> Objective
Starting with the line containing "Locate every instance of the terracotta" and going on through the end of the entries below, write out every line again, the text lines included. Multiply each coordinate by 0.3 and round it to a whole number, with halves rounded up.

Source records:
::::
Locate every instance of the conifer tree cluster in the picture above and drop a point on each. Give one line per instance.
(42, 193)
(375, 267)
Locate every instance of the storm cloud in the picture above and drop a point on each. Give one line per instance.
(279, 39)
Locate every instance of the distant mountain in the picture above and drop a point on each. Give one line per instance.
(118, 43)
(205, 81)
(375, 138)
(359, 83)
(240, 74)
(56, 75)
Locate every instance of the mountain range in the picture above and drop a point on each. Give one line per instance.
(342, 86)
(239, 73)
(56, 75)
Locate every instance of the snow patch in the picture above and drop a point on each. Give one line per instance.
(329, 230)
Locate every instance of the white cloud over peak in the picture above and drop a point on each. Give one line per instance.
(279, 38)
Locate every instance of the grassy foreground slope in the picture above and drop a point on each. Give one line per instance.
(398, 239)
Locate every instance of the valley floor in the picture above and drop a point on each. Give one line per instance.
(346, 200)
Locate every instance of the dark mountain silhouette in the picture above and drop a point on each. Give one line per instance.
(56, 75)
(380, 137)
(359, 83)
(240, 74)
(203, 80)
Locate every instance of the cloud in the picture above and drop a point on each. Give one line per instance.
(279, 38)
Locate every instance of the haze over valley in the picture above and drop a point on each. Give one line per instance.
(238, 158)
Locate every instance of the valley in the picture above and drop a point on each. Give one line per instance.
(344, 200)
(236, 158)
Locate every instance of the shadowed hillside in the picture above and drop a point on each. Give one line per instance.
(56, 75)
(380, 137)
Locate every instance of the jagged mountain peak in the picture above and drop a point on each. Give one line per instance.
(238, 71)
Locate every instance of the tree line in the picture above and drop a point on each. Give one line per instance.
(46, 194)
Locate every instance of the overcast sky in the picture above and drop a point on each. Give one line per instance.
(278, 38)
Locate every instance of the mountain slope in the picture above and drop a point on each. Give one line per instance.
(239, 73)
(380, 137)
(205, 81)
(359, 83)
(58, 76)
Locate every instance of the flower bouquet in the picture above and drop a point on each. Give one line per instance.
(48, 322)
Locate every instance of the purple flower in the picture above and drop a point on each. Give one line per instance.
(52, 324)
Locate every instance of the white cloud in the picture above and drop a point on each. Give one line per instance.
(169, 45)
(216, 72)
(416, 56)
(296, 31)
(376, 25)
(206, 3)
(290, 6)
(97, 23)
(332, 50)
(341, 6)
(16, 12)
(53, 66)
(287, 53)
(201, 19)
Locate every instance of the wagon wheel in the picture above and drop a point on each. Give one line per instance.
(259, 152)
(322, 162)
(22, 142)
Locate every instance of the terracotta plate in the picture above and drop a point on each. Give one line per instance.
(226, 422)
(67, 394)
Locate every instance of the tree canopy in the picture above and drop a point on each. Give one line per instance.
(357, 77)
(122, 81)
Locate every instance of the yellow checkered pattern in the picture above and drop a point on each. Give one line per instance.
::::
> Task solution
Locate every instance of the terracotta plate in the picture above and drop a point on each. Give one line per instance.
(68, 127)
(20, 118)
Locate every instance of the tree canopy in the picture above and drop a point on each. Give one line per instance.
(107, 23)
(37, 24)
Locate every instance of the yellow checkered pattern in the picture above and drop a point on each. Give one line per instance.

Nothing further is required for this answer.